_RECORDS_:
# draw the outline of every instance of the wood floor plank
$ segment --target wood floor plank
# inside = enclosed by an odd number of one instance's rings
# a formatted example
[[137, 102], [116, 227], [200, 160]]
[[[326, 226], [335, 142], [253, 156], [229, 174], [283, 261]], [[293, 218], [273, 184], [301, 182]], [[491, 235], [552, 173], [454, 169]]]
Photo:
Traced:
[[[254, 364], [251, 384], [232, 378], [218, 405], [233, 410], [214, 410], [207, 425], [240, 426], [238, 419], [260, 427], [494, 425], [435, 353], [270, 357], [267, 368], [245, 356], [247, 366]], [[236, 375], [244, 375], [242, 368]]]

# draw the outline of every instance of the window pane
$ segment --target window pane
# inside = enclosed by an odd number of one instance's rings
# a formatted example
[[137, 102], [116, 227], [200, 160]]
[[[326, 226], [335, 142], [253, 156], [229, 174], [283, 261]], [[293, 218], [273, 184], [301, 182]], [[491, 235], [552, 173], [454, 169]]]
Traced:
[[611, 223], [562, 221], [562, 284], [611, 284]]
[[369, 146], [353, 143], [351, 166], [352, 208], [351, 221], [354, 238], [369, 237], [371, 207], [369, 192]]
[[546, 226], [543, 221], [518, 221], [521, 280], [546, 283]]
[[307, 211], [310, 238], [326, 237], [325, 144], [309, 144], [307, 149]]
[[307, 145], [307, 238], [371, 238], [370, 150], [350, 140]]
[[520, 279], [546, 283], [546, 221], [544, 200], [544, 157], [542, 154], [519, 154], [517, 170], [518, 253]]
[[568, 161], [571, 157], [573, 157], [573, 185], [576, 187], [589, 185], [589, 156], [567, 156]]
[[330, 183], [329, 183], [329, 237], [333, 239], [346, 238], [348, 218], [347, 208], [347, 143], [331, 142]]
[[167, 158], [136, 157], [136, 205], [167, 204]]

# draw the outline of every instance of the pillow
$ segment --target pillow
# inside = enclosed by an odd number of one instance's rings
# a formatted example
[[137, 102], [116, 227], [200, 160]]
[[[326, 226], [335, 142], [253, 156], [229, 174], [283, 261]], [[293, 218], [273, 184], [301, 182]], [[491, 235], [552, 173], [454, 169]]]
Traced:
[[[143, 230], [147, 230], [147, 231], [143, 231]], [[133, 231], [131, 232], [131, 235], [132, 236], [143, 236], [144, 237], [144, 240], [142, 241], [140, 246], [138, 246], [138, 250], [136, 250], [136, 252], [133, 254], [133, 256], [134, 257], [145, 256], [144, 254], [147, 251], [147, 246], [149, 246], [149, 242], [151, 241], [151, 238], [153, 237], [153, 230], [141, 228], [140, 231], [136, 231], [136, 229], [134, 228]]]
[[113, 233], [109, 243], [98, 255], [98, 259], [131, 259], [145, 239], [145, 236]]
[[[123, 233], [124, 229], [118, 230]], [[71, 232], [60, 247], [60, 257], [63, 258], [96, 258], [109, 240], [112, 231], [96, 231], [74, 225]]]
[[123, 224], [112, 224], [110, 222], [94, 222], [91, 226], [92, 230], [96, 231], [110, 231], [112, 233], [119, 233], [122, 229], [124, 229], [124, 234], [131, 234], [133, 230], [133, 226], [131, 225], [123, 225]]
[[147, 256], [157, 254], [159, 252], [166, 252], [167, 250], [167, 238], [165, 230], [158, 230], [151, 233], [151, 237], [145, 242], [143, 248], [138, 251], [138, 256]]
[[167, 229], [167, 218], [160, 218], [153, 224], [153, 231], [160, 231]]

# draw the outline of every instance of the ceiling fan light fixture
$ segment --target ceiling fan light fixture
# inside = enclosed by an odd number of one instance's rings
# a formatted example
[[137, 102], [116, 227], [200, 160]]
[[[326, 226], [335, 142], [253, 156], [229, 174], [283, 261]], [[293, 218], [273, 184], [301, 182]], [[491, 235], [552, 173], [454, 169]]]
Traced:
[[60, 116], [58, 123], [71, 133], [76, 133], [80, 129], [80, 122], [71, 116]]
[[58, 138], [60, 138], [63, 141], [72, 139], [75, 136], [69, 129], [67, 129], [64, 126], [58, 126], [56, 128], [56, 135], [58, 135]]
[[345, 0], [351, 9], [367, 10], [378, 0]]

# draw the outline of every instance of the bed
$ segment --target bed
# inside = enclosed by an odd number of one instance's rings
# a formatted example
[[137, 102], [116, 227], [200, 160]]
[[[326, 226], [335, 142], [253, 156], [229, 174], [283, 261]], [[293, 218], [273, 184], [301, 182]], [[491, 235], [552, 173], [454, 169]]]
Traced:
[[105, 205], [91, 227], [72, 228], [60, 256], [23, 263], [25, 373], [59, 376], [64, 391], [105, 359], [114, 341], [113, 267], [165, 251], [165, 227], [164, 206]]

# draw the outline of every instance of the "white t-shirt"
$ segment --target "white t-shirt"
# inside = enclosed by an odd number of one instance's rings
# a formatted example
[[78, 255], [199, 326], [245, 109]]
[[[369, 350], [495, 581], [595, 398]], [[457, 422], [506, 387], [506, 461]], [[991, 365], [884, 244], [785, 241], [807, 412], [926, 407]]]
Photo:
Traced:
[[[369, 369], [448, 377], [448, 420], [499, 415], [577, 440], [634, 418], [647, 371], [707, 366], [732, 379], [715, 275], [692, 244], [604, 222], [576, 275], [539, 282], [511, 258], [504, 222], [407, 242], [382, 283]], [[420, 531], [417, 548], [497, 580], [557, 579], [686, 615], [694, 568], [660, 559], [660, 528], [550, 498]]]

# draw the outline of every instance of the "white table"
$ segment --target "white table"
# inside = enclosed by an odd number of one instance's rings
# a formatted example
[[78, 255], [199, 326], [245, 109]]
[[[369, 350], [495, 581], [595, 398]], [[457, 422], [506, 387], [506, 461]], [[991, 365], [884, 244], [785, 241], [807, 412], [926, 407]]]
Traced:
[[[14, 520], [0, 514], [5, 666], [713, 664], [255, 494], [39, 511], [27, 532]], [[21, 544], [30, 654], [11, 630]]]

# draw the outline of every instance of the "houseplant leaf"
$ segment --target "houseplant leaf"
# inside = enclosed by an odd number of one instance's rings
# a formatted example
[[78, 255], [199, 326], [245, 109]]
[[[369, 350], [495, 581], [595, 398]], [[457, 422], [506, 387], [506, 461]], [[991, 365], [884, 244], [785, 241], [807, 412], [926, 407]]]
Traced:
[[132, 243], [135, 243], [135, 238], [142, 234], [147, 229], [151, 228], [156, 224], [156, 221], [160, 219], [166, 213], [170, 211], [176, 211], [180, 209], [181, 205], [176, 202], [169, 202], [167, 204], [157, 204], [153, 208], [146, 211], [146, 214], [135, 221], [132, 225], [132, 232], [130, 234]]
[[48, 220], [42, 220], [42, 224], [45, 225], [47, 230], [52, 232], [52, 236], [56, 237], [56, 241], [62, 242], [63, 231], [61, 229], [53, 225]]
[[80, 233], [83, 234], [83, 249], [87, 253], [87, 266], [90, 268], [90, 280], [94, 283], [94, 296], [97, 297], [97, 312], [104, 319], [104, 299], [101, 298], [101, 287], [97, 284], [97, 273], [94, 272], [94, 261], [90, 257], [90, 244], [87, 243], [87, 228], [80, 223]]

_WHAT YOU WILL DO_:
Repeat the material above in full, exactly as it stands.

_RESPONSE BOX_:
# draw the outline of every instance of the wood floor plank
$ segment --target wood floor plank
# inside = enclosed by an odd number of one instance's rings
# a formatted example
[[137, 102], [116, 227], [200, 160]]
[[[326, 226], [335, 142], [253, 156], [229, 174], [283, 261]], [[293, 218], [273, 184], [301, 182]], [[491, 235], [552, 173], [454, 169]]]
Photo:
Traced:
[[[254, 364], [251, 384], [232, 378], [218, 405], [233, 410], [214, 410], [207, 425], [240, 426], [238, 419], [260, 427], [494, 425], [435, 353], [270, 357], [267, 368], [245, 356], [247, 366]], [[236, 375], [244, 375], [242, 368]]]

# draw the outline of every instance of the window pane
$ segment --target window pane
# inside = enclosed by an odd number of one instance's rings
# a formatted example
[[137, 102], [116, 227], [200, 160]]
[[[326, 226], [335, 142], [253, 156], [229, 174], [283, 261]], [[293, 218], [273, 184], [301, 182]], [[491, 235], [552, 173], [454, 169]]]
Traced:
[[611, 223], [562, 221], [562, 284], [611, 284]]
[[369, 146], [353, 143], [351, 166], [352, 208], [351, 221], [354, 238], [369, 237], [371, 207], [369, 192]]
[[546, 226], [543, 221], [518, 221], [521, 280], [546, 283]]
[[307, 211], [310, 238], [326, 237], [325, 144], [309, 144], [307, 149]]
[[307, 145], [307, 238], [371, 238], [370, 150], [350, 140]]
[[520, 279], [546, 283], [546, 221], [544, 200], [544, 157], [542, 154], [519, 154], [517, 170], [518, 253]]
[[568, 161], [571, 157], [573, 157], [573, 185], [576, 187], [589, 185], [589, 156], [567, 156]]
[[330, 183], [329, 183], [329, 237], [333, 239], [346, 238], [348, 218], [347, 208], [347, 143], [331, 142]]
[[167, 158], [136, 157], [136, 205], [167, 204]]

# draw the outline of every instance of the pillow
$ segment --target pillow
# inside = enclosed by an odd number of one instance's rings
# a formatted example
[[137, 102], [116, 227], [200, 160]]
[[[326, 226], [335, 142], [253, 156], [229, 174], [283, 261]], [[293, 218], [273, 184], [301, 182]], [[491, 235], [552, 173], [454, 169]]]
Traced:
[[[143, 230], [147, 230], [147, 231], [143, 231]], [[133, 231], [131, 232], [131, 235], [132, 236], [143, 236], [144, 237], [144, 240], [142, 241], [140, 246], [138, 246], [138, 250], [136, 250], [136, 252], [133, 254], [133, 256], [134, 257], [145, 256], [144, 254], [147, 251], [147, 246], [149, 246], [149, 242], [151, 241], [151, 238], [153, 237], [153, 230], [141, 228], [140, 231], [136, 231], [136, 229], [134, 228]]]
[[113, 233], [109, 243], [98, 255], [98, 259], [131, 259], [145, 239], [145, 236]]
[[[123, 233], [124, 229], [118, 230]], [[71, 232], [60, 247], [60, 257], [63, 258], [96, 258], [109, 240], [112, 231], [96, 231], [74, 225]]]
[[123, 224], [112, 224], [110, 222], [94, 222], [91, 226], [92, 230], [96, 231], [110, 231], [112, 233], [119, 233], [122, 229], [124, 229], [124, 234], [131, 234], [133, 230], [133, 226], [131, 225], [123, 225]]
[[147, 256], [157, 254], [159, 252], [166, 252], [167, 250], [167, 238], [165, 230], [158, 230], [151, 233], [151, 237], [145, 242], [143, 248], [138, 251], [138, 256]]
[[167, 229], [167, 218], [160, 218], [153, 224], [153, 231], [160, 231]]

# draw the outline of every instance of the ceiling fan light fixture
$ segment --target ceiling fan light fixture
# inside = enclosed by an odd number of one instance's rings
# a formatted example
[[137, 102], [116, 227], [200, 160]]
[[[326, 226], [335, 142], [253, 156], [229, 174], [283, 261]], [[293, 218], [273, 184], [301, 182]], [[491, 235], [552, 173], [454, 169]]]
Traced:
[[60, 116], [58, 123], [71, 133], [76, 133], [80, 129], [80, 122], [71, 116]]
[[58, 138], [60, 138], [63, 141], [72, 139], [75, 136], [69, 129], [67, 129], [64, 126], [58, 126], [56, 128], [56, 135], [58, 135]]
[[345, 0], [351, 9], [367, 10], [378, 0]]

# draw the outline of every instance of the bed
$ segment --target bed
# inside = enclosed by an odd number of one instance's rings
# a formatted example
[[137, 102], [116, 227], [200, 160]]
[[[326, 226], [335, 142], [253, 156], [229, 174], [283, 261]], [[293, 218], [273, 184], [301, 182]], [[491, 235], [552, 173], [454, 169]]]
Traced:
[[105, 205], [91, 227], [72, 228], [60, 256], [23, 263], [25, 373], [59, 376], [64, 391], [105, 359], [114, 341], [113, 267], [165, 251], [165, 227], [164, 206]]

# draw the outline of every instance of the "white t-shirt"
$ segment --target "white t-shirt"
# inside = enclosed by an odd number of one instance's rings
# a formatted example
[[78, 255], [199, 326], [245, 109]]
[[[369, 350], [495, 581], [595, 398]], [[457, 422], [506, 387], [506, 461]], [[991, 365], [884, 244], [785, 241], [807, 412], [926, 407]]]
Photo:
Traced:
[[[369, 369], [448, 377], [448, 420], [499, 415], [577, 440], [634, 418], [647, 371], [707, 366], [732, 379], [715, 275], [692, 244], [604, 222], [576, 275], [539, 282], [511, 258], [504, 222], [407, 242], [382, 283]], [[420, 531], [417, 548], [497, 580], [557, 579], [686, 615], [694, 568], [660, 559], [660, 528], [550, 498]]]

# draw the outline of every instance of the "white table"
$ segment --target "white table"
# inside = enclosed by an odd number of one instance's rings
# a formatted example
[[78, 255], [199, 326], [245, 109]]
[[[369, 350], [495, 581], [595, 398]], [[457, 422], [506, 387], [506, 461]], [[991, 365], [884, 244], [785, 241], [807, 412], [926, 407]]]
Traced:
[[[14, 520], [0, 514], [5, 666], [713, 664], [255, 494], [39, 511], [27, 532]], [[21, 544], [30, 654], [11, 630]]]

# draw the outline of every instance of the "houseplant leaf"
$ segment --target "houseplant leaf"
# inside = enclosed by an odd number of one instance's rings
# a formatted example
[[78, 255], [199, 326], [245, 109]]
[[[369, 350], [495, 581], [595, 398]], [[457, 422], [506, 387], [506, 461]], [[991, 365], [884, 244], [785, 241], [807, 412], [926, 407]]]
Traced:
[[132, 243], [135, 243], [135, 238], [142, 234], [147, 229], [151, 228], [156, 224], [156, 221], [160, 219], [166, 213], [170, 211], [176, 211], [180, 209], [181, 205], [176, 202], [169, 202], [167, 204], [157, 204], [153, 208], [146, 211], [146, 214], [135, 221], [132, 225], [132, 232], [130, 234]]
[[48, 220], [42, 220], [42, 224], [45, 225], [47, 230], [52, 232], [52, 236], [56, 237], [56, 241], [62, 242], [63, 231], [61, 229], [53, 225]]
[[80, 233], [83, 234], [83, 249], [87, 253], [87, 266], [90, 268], [90, 280], [94, 283], [94, 296], [97, 297], [97, 312], [104, 319], [104, 299], [101, 298], [101, 287], [97, 284], [97, 273], [94, 272], [94, 261], [90, 257], [90, 244], [87, 243], [87, 228], [80, 223]]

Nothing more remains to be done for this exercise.